▸ WRITTEN TASK:
Revise the data below by replacing every "Pick out" with "Mark" and leaving everything else unchanged.
[Start of INFORMATION SHOWN]
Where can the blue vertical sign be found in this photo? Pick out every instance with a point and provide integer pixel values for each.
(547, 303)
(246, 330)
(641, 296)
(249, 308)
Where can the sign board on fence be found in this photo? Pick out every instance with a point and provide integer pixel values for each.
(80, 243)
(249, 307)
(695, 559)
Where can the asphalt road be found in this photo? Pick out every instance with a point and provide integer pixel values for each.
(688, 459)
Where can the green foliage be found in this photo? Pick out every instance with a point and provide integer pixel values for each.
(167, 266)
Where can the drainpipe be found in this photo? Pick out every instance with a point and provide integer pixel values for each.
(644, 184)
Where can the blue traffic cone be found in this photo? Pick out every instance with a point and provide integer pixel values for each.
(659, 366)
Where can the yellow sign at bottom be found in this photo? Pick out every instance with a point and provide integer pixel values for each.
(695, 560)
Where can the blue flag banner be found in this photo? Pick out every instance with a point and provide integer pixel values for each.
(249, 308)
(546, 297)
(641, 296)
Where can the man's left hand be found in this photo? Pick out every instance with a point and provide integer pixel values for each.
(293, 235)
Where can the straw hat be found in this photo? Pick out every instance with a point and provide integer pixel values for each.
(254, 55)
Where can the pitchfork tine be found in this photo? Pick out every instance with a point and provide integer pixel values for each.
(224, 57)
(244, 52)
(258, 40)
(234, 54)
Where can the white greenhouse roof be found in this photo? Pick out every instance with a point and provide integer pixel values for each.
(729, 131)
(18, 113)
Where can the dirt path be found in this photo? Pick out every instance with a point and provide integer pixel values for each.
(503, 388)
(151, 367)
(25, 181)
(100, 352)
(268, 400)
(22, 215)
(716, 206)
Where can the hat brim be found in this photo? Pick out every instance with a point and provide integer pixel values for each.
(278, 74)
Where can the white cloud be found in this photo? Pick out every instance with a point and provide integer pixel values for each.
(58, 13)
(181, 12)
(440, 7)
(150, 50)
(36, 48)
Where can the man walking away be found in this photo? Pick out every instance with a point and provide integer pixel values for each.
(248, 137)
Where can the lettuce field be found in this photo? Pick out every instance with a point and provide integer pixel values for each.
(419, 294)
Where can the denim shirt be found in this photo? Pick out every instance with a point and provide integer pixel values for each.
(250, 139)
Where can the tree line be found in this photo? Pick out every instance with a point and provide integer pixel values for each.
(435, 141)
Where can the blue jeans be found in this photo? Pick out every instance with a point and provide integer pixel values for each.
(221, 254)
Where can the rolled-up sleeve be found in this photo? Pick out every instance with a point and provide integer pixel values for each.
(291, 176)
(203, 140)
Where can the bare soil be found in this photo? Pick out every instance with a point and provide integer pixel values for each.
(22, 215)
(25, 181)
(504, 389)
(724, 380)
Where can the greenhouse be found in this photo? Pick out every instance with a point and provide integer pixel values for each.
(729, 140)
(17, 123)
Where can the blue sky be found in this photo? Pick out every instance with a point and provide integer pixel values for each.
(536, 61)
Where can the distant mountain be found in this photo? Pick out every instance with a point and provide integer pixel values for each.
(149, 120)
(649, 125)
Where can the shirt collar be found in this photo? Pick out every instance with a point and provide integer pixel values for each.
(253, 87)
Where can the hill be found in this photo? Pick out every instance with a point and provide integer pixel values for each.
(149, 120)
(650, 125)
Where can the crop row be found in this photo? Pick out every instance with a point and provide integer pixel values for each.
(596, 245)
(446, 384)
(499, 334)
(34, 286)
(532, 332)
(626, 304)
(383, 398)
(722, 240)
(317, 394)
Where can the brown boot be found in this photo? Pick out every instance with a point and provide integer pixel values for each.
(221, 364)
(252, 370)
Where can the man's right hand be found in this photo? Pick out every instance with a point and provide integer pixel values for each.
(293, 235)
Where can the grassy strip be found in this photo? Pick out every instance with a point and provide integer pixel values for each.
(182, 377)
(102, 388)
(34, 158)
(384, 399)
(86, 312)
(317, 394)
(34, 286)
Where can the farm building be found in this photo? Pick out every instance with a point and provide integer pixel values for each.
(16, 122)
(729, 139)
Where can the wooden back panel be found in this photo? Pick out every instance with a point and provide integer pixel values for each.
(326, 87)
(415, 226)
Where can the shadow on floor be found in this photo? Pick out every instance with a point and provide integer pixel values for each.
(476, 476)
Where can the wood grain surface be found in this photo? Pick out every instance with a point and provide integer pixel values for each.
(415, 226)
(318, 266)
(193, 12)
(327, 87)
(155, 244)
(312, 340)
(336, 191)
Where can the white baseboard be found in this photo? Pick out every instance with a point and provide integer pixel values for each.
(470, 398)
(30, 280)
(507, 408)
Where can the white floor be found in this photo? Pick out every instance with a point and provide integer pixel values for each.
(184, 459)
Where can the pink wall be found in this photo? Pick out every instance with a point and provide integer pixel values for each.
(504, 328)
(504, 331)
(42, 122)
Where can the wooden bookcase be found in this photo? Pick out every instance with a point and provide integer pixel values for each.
[End of INFORMATION SHOWN]
▸ THE ANSWER:
Where can the blue vertical sign be found in this photo? Mark every instance with a point and provide integer pixel values for each.
(547, 303)
(246, 330)
(641, 296)
(249, 308)
Where can the sign board on fence be found in this photo? Mark every instance with a point and provide integer pixel values for each.
(80, 243)
(249, 307)
(695, 559)
Where can the asphalt road be found in this photo? Mark every instance with a point and provide integer pixel values for each.
(688, 459)
Where can the green foliage be found in this photo? Mark every instance with a point and provide integer pixel values for each.
(167, 266)
Where can the drainpipe be found in this photo? Mark every instance with a point and provide integer pixel values for each.
(644, 184)
Where can the blue traffic cone be found in this photo? Mark every instance with a point and provide integer pixel values for each.
(659, 366)
Where can the yellow sign at bottom be found in this photo? Mark every instance with a point and provide integer pixel values for each.
(695, 560)
Where can the blue flag banner be found in this photo? Mark every instance with a point and provide integer pixel values for each.
(249, 308)
(546, 297)
(641, 296)
Where can the man's left hand be found in this photo? Mark every instance with a point and provide integer pixel values for each.
(293, 235)
Where can the straw hat be found in this photo? Mark every instance with a point and provide integer pixel values for each.
(254, 55)
Where can the pitchfork tine be found in this photo? Mark every instance with a point and provide integer pixel values for each.
(224, 57)
(244, 52)
(258, 40)
(234, 54)
Where can the white greenhouse roof be found in this photo? Mark every instance with a point and provide integer pixel values for each.
(729, 131)
(18, 113)
Where can the dirt path be found in this photo? Mark every instance with a point and provide integer pixel values for each.
(503, 388)
(151, 367)
(25, 181)
(100, 352)
(268, 400)
(22, 215)
(716, 206)
Where can the hat brim be found in this photo? Mark every instance with a point and provide integer pixel values for each.
(278, 74)
Where can the white cloud be found in this photo? Mark every instance with a point and provide integer pixel values for each.
(58, 13)
(181, 12)
(440, 7)
(150, 50)
(36, 48)
Where can the man walking away be found in this photo? Mark every instance with a point and provide integer pixel values for each.
(248, 137)
Where can the lettuce field be found in this photo? Mark every instance with a point and provide integer pixel values for each.
(419, 294)
Where can the denim shirt be found in this photo? Mark every instance with a point and provide integer pixel values for each.
(250, 139)
Where can the tree line be found in this photo? Mark every instance with a point and provide integer pixel values for each.
(435, 141)
Where can the blue jeans be found in this photo? Mark every instance with a point and provide integer pixel values for each.
(221, 254)
Where can the rolled-up sleeve be found in this photo? Mark every instance with a point and provide integer pixel values for each.
(291, 176)
(203, 140)
Where can the bare soil be found in this photo? Mark every instance with a point and provide integer pixel values for each.
(22, 215)
(25, 181)
(504, 389)
(724, 380)
Where can the greenhouse be found in this photo? Mark every instance with a point and provide integer pixel values for each.
(729, 140)
(17, 123)
Where can the blue sky be found in this photo? Mark every instance with a point and provide integer pixel values for each.
(536, 61)
Where can the distant mountain be found in this photo? Mark every instance with a point and provide integer pixel values for each.
(149, 120)
(649, 125)
Where can the shirt collar be found in this photo? Mark every instance with a point and provide integer pixel values for each.
(253, 87)
Where can the hill be found in this photo? Mark every instance with a point and provide integer pixel values for each.
(149, 120)
(650, 125)
Where can the crop row be found in this photo? Mark every instance with a point and provide integer pixel values for each.
(596, 245)
(446, 384)
(499, 334)
(34, 286)
(532, 332)
(626, 304)
(383, 398)
(722, 240)
(317, 394)
Where can the brown boot be found in this photo? Mark every instance with a point and provide integer pixel values for each.
(221, 364)
(252, 370)
Where can the man's right hand be found in this photo? Mark every instance with a point and provide integer pixel values for each.
(293, 235)
Where can the grassy strip be found in this photo? Mark every instance with a point and provide integer pixel values for each.
(182, 377)
(102, 388)
(34, 158)
(384, 399)
(86, 312)
(317, 394)
(34, 286)
Where can the farm building be found in this photo? Mark every instance with a point and provide integer pixel values for each.
(16, 122)
(729, 139)
Where can the wooden back panel be found in this photo? Mark every instance with a point and provide integer pixel values for each.
(326, 87)
(415, 226)
Where can the shadow on floor be found in this photo? Mark every instance with a point and provide integer pixel values for each.
(476, 476)
Where can the wood grain surface be found in this photo? Mark every instance with a point and provide integer pixel values for each.
(415, 226)
(318, 266)
(193, 12)
(327, 87)
(155, 244)
(312, 340)
(336, 191)
Where can the white baseboard be found in this photo? Mark every instance with a point and provide integer pixel values for each.
(470, 398)
(30, 280)
(507, 408)
Where can the white floor be found in this photo? Mark every instance with a point and provide integer pixel values for each.
(184, 459)
Where can the pink wall be found in this photo? Mark every instance with a point and provide integer pixel values for each.
(504, 328)
(504, 331)
(42, 122)
Where can the wooden bookcase be found in this photo? Mark every instance with a point and provide integer pixel values for each.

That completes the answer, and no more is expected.